JOB ITEM: Which lines in the items contain the string "pixel"? Copy each one out.
◇ ◇ ◇
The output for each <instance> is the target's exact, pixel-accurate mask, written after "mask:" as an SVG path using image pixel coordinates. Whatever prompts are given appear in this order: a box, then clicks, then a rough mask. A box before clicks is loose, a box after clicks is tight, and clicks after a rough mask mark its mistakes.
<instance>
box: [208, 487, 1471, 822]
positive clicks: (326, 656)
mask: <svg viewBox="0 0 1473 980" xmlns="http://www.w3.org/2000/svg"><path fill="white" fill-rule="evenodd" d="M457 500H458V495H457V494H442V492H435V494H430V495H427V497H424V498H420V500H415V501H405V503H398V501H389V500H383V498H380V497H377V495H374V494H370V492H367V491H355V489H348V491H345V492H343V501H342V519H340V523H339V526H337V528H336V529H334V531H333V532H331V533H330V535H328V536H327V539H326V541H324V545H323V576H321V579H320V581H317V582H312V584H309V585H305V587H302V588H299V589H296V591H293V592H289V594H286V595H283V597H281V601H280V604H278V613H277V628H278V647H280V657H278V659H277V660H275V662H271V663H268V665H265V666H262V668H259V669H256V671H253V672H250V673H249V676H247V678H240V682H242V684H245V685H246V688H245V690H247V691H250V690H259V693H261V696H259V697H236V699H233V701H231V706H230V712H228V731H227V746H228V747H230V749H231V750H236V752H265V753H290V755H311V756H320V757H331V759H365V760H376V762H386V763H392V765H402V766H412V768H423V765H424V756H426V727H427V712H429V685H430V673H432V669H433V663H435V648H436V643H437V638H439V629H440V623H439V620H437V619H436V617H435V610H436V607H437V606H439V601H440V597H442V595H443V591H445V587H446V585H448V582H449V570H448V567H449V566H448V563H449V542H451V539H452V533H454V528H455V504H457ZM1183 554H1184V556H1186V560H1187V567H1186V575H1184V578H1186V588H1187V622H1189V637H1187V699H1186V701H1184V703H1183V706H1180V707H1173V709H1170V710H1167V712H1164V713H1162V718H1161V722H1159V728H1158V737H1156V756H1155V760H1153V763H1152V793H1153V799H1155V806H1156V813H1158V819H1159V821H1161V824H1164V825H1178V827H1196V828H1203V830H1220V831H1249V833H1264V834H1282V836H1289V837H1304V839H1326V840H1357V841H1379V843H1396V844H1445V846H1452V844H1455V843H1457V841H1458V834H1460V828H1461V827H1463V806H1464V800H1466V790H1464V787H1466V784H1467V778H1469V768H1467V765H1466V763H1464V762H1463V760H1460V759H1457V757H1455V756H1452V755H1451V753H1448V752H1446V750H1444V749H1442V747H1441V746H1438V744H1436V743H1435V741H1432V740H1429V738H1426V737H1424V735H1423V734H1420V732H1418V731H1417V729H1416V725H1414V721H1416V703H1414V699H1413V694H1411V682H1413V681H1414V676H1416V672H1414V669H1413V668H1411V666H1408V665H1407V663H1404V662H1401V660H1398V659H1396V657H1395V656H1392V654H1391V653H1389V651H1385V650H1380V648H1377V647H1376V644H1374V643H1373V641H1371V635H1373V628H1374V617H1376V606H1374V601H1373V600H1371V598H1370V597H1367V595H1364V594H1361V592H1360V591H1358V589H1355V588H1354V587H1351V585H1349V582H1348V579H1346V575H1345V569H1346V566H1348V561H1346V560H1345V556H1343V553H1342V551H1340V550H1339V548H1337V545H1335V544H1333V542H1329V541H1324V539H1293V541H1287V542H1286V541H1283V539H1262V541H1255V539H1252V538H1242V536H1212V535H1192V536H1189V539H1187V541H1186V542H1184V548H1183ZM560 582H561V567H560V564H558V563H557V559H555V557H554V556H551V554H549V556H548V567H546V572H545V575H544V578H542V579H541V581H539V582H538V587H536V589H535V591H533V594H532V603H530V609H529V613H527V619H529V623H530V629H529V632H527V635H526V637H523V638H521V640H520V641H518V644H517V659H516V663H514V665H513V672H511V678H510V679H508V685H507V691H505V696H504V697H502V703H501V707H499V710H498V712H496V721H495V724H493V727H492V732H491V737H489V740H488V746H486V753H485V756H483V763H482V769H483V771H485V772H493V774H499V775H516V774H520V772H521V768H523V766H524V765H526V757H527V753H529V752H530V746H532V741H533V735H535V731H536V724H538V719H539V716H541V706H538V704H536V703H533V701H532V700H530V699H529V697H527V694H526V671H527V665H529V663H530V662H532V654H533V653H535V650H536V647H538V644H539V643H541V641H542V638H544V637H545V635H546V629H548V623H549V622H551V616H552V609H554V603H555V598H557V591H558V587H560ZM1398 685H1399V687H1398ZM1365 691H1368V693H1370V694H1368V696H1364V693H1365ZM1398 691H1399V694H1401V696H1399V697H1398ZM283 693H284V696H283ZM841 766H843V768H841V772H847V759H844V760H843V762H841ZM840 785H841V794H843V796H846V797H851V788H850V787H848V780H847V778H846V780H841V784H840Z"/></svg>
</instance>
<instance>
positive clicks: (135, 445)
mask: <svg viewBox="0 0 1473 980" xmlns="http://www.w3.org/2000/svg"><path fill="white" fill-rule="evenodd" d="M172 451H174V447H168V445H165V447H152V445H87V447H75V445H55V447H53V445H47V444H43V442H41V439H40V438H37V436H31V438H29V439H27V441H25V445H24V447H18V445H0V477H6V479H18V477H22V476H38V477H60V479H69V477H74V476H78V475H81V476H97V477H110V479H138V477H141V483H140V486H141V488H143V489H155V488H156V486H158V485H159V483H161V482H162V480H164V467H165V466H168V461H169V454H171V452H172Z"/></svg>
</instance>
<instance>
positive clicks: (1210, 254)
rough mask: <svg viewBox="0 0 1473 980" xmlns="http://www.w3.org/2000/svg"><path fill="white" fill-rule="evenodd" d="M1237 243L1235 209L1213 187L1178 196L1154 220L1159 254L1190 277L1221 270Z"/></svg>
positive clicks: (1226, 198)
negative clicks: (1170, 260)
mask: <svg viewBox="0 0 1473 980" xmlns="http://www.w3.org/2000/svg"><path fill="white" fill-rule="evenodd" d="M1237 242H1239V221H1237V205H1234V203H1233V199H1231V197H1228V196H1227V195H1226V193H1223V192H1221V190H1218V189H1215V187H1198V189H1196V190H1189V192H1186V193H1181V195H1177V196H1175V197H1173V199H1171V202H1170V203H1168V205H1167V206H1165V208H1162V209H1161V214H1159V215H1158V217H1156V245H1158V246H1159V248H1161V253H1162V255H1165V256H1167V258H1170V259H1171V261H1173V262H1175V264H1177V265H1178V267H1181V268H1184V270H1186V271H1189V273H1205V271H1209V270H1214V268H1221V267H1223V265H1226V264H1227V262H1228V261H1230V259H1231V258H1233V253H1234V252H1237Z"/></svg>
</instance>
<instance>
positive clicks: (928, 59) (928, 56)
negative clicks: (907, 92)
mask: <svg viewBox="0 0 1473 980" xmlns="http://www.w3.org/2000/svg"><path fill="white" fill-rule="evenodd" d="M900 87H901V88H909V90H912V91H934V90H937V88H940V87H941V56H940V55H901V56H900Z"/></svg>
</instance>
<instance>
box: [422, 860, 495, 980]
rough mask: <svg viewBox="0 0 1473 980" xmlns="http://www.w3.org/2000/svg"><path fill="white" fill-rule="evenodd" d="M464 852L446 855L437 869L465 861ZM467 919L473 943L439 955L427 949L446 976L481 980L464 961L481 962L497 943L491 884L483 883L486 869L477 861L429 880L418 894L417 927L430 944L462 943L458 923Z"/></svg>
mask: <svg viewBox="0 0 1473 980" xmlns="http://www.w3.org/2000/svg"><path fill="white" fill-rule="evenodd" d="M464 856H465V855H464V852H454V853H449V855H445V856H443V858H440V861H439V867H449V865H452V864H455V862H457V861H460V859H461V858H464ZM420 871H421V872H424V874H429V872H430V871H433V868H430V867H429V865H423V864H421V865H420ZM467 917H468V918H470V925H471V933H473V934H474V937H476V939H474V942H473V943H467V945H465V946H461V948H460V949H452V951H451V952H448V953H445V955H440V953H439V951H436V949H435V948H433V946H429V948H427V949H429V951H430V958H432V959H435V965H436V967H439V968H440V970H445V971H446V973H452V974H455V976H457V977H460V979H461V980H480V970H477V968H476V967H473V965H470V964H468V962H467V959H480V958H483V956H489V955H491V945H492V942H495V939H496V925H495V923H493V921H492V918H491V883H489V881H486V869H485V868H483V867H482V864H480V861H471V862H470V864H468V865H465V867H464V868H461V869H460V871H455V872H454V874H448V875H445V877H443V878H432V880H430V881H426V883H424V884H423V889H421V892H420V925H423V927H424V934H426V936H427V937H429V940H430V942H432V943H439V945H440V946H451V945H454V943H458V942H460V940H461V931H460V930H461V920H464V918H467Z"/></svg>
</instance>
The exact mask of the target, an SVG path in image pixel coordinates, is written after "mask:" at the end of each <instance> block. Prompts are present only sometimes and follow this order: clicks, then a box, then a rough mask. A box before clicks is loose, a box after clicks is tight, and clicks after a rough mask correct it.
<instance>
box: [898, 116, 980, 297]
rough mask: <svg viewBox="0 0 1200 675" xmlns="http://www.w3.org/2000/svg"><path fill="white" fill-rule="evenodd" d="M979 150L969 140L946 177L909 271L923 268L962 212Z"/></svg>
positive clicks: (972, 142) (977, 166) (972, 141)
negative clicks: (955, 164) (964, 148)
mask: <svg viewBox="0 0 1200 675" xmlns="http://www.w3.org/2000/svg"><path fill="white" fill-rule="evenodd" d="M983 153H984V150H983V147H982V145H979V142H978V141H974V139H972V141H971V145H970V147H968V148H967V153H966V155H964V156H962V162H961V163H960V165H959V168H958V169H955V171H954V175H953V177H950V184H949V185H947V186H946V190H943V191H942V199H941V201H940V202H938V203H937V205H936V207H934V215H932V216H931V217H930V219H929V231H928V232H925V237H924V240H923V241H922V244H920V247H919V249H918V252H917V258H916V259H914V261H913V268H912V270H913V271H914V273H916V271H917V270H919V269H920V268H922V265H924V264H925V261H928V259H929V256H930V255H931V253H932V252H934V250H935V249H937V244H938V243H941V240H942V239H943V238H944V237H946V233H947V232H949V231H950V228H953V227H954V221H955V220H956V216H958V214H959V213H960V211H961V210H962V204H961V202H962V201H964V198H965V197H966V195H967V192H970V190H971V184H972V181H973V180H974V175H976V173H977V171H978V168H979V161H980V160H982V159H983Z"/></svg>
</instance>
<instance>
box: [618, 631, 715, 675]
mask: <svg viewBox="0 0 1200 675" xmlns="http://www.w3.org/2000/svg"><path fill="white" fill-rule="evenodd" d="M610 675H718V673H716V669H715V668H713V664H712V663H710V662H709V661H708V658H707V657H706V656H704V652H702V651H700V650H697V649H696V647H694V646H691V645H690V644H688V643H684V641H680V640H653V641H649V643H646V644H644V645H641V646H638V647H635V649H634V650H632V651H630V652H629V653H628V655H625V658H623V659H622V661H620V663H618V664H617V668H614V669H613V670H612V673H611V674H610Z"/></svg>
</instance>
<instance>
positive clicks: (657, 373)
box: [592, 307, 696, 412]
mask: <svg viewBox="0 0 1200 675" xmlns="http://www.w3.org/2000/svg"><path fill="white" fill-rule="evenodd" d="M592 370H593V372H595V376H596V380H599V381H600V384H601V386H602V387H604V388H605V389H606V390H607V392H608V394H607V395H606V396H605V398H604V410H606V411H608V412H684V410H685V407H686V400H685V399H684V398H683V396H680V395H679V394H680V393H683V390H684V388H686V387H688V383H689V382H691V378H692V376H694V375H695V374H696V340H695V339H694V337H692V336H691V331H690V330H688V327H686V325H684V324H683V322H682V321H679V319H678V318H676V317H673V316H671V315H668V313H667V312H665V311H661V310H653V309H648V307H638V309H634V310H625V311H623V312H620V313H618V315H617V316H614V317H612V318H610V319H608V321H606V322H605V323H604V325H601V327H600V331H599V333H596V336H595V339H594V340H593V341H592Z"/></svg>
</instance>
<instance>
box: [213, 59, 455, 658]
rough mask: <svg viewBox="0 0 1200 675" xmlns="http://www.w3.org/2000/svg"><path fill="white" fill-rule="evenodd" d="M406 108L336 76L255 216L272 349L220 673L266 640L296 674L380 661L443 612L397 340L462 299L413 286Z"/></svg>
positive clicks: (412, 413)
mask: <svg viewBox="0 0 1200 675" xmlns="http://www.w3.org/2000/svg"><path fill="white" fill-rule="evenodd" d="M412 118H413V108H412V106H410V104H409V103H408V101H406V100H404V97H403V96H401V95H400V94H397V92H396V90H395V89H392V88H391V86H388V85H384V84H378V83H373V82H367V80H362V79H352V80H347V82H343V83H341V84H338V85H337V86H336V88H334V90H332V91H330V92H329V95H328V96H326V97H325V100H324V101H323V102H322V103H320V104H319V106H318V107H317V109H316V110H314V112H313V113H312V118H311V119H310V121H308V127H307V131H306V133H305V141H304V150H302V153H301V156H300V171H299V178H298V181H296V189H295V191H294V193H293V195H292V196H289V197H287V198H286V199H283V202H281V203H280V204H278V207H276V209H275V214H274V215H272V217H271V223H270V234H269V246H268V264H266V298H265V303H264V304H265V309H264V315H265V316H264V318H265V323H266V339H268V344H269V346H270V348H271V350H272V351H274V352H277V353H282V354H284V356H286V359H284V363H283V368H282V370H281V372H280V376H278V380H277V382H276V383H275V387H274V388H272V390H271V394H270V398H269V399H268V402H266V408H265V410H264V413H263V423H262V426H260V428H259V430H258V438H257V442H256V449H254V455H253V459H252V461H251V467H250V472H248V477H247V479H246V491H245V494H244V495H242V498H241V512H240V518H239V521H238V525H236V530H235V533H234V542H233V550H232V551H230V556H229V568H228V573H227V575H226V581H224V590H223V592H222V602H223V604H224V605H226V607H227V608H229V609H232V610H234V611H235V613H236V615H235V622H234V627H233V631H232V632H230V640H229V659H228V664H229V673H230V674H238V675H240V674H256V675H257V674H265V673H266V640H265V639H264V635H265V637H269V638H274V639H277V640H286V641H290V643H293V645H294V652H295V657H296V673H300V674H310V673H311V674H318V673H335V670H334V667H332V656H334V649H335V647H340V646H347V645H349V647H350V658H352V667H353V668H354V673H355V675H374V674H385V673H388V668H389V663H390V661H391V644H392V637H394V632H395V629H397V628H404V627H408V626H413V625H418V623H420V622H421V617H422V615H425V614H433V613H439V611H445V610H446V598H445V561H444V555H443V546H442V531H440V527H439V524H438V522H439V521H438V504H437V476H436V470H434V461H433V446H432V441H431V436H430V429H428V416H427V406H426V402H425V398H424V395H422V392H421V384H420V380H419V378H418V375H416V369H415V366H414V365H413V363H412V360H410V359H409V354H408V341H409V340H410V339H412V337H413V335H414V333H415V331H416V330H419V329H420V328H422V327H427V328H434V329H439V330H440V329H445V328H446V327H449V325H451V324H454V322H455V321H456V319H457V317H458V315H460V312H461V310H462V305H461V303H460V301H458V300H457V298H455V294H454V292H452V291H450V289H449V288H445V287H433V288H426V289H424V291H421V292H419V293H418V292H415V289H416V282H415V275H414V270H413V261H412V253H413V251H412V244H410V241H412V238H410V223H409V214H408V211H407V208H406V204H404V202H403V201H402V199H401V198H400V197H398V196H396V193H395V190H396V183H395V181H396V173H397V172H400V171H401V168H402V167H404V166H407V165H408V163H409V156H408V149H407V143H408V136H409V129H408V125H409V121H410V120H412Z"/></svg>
◇ ◇ ◇
TASK RESULT:
The output for each <instance> is the target's exact, pixel-accurate mask, written after "mask:" as an SVG path using image pixel coordinates. Whatever prompts are given appear in this order: a box, then clicks, then a rough mask. A box before clicks is loose, a box after clicks is tight, and clicks after a rough mask mark its mistakes.
The exact mask of the target, an SVG path in image pixel coordinates, is written after "mask:" at the end of each <instance> block. Prompts are present only sometimes and follow this order: clicks, then a box, then a rough mask. A box before clicks is loose, a box after clicks is tight, and clicks after a rough mask correct it.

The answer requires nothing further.